====== Supplied information
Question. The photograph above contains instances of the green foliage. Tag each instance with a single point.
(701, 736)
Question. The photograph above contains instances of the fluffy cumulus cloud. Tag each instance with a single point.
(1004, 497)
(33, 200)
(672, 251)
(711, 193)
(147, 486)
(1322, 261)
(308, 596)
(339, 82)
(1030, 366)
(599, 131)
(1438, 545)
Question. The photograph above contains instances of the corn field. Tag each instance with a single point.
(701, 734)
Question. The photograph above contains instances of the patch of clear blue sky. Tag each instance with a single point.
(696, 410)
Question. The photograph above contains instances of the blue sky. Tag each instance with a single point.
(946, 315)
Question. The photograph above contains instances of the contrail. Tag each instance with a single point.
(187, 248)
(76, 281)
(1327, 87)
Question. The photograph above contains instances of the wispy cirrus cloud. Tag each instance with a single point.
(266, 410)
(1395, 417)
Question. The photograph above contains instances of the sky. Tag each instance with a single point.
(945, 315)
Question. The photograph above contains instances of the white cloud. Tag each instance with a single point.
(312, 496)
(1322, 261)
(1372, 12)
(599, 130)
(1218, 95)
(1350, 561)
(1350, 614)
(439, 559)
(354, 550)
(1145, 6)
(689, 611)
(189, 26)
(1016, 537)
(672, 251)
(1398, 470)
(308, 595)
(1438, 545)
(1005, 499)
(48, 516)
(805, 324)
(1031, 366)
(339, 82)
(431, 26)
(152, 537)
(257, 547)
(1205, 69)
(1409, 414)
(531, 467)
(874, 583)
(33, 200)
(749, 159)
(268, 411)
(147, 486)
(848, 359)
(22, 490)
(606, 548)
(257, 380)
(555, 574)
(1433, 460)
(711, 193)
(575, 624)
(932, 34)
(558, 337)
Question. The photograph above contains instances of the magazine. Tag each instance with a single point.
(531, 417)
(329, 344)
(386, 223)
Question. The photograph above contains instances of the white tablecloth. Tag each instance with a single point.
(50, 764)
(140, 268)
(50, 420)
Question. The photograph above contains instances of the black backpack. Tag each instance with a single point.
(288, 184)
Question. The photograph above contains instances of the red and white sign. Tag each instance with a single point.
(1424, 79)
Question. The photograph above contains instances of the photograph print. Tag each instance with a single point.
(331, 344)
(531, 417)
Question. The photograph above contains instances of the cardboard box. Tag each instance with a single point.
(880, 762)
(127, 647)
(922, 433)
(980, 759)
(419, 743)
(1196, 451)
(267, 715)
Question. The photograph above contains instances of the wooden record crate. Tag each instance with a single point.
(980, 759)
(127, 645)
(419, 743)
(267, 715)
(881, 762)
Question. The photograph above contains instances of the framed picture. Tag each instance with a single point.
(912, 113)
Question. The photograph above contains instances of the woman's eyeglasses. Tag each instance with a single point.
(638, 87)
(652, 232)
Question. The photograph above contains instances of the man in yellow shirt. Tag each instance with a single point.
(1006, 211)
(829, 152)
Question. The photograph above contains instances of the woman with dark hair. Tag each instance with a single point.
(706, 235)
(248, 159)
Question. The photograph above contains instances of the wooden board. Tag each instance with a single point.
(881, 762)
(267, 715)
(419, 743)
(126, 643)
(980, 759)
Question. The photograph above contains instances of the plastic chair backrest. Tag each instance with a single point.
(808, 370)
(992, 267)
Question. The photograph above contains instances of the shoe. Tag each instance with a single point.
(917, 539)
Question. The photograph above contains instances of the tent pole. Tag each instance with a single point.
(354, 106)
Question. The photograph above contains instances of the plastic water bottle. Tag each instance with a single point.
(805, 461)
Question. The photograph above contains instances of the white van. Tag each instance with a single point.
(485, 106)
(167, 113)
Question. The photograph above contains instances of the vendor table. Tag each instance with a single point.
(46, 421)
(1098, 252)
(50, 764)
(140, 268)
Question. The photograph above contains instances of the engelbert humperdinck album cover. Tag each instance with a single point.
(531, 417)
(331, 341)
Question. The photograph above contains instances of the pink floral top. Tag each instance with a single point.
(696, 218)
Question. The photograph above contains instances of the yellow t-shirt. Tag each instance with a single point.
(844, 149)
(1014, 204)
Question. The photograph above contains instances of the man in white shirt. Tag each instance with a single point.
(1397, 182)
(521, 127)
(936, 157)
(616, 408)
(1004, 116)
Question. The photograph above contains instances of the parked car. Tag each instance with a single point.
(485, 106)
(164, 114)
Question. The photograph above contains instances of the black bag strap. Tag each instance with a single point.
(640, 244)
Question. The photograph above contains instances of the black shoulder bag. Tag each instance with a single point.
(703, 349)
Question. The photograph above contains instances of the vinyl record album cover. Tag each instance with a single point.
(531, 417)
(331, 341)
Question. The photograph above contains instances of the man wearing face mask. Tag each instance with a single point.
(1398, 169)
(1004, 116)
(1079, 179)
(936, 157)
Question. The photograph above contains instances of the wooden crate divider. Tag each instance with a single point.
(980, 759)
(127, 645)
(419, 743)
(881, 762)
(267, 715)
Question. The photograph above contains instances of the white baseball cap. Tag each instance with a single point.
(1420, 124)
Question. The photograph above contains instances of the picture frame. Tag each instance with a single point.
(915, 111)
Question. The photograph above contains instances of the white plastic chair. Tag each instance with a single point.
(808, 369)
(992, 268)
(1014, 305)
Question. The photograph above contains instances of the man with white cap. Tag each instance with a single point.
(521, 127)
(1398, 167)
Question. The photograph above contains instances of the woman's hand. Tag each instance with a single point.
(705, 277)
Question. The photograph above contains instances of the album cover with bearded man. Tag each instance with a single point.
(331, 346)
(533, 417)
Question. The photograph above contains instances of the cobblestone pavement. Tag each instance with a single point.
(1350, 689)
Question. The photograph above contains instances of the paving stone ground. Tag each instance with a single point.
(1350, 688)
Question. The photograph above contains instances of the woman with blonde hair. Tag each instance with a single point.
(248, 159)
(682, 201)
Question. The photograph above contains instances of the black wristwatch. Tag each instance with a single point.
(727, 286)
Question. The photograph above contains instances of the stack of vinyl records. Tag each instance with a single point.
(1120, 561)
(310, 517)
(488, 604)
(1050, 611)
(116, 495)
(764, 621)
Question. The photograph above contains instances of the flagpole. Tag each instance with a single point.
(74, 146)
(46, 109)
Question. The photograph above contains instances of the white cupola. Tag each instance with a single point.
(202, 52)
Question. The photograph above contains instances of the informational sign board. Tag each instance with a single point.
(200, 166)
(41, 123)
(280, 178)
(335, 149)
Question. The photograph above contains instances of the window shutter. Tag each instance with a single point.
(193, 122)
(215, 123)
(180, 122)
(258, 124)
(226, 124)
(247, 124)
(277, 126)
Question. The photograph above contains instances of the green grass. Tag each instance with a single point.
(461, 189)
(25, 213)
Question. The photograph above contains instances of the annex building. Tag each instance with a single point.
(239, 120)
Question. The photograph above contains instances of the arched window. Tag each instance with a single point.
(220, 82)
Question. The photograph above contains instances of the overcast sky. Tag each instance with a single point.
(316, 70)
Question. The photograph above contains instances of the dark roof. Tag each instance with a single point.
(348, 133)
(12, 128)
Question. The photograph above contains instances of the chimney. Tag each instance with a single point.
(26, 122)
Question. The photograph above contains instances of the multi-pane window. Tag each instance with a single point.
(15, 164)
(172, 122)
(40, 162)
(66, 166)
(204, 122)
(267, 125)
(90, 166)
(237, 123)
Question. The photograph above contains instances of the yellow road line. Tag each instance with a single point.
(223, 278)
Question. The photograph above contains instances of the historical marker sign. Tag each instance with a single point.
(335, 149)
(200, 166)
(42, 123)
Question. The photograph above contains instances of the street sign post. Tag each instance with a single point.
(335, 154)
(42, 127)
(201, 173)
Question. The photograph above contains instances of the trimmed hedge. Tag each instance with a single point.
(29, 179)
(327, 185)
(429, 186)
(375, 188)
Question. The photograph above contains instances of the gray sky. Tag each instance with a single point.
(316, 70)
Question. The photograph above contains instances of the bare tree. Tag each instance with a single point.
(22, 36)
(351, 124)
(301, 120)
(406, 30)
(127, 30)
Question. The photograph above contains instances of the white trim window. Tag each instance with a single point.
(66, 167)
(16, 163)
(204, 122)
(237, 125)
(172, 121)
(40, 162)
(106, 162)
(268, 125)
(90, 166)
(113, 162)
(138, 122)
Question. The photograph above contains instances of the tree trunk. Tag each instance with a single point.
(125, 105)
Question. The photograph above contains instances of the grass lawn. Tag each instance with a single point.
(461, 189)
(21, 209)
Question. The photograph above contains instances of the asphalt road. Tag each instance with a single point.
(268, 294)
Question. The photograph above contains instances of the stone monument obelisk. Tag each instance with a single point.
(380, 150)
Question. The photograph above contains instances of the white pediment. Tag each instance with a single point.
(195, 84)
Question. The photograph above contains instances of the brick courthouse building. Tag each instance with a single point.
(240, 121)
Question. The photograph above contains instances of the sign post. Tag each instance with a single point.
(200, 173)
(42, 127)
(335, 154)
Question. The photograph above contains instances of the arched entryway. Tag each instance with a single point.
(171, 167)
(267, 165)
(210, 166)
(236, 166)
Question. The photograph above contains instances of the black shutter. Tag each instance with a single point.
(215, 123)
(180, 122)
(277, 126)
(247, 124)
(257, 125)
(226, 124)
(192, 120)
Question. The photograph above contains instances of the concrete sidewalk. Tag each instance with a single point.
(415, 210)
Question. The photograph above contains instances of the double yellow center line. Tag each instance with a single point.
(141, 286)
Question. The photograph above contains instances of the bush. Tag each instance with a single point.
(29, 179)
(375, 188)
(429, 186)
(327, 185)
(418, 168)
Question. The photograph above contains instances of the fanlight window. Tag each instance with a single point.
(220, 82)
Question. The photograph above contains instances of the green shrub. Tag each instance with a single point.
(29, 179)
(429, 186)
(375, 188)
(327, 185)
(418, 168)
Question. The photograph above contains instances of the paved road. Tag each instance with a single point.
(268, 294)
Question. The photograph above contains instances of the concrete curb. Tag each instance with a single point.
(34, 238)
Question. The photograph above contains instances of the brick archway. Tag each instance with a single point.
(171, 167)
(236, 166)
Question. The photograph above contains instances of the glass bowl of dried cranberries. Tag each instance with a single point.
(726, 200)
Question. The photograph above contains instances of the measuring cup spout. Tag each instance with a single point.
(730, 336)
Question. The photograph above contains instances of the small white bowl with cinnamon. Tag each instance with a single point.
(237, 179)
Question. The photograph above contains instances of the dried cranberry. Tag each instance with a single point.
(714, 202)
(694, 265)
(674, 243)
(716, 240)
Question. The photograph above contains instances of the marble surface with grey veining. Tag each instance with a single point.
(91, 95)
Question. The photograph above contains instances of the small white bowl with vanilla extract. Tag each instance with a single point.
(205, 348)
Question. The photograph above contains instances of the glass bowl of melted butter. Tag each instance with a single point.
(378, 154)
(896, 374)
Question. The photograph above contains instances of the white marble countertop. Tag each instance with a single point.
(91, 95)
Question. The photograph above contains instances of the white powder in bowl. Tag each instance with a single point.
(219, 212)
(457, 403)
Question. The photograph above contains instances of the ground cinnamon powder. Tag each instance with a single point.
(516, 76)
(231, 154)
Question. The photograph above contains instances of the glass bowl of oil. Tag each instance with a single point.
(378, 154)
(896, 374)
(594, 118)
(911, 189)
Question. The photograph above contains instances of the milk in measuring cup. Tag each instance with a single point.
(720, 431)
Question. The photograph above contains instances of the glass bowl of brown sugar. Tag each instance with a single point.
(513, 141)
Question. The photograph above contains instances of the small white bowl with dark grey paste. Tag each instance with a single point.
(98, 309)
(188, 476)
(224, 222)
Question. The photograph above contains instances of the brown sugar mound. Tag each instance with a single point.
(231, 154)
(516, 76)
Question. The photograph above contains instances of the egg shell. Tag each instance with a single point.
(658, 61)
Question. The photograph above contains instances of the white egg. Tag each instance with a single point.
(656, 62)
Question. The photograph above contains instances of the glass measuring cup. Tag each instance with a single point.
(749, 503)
============
**Your instructions:** Recast the entries above as a numbered list, covering only the lines from the one containing "countertop. Tag each instance with a single point." through the last line of the entries, both included, and skip any blank lines.

**Result below:**
1. Question. The photograph above contains instances of the white marble countertop. Tag each instance with a single point.
2. (91, 95)
3. Question. The photograph above contains instances of the white powder in bowl. Tag each instance with a single point.
4. (219, 212)
5. (457, 403)
6. Question. The photograph above contains instances of the ground cinnamon powder. Tag each instance with a single point.
7. (516, 76)
8. (231, 154)
9. Question. The photograph above contains instances of the glass bowl of oil. Tag each instance with a single point.
10. (378, 154)
11. (896, 374)
12. (594, 118)
13. (911, 189)
14. Question. The photograph above contains instances of the milk in measuring cup. Tag each instance with a single point.
15. (720, 431)
16. Question. The photograph above contains instances of the glass bowl of brown sugar. Tag each instance with a single point.
17. (513, 141)
18. Question. The photograph above contains instances of the small white bowl with dark grey paste. Tag each instance with a single point.
19. (98, 309)
20. (188, 476)
21. (224, 222)
22. Question. The photograph above contains instances of the brown sugar mound. Tag each instance with a single point.
23. (231, 154)
24. (516, 76)
25. Question. The photograph above contains instances of the egg shell. Tag each instance with a single point.
26. (658, 61)
27. Question. The photograph above contains instances of the white egg. Tag each instance with a single point.
28. (656, 62)
29. Question. The photograph above contains instances of the glass measuring cup. Tag each instance with a single point.
30. (749, 503)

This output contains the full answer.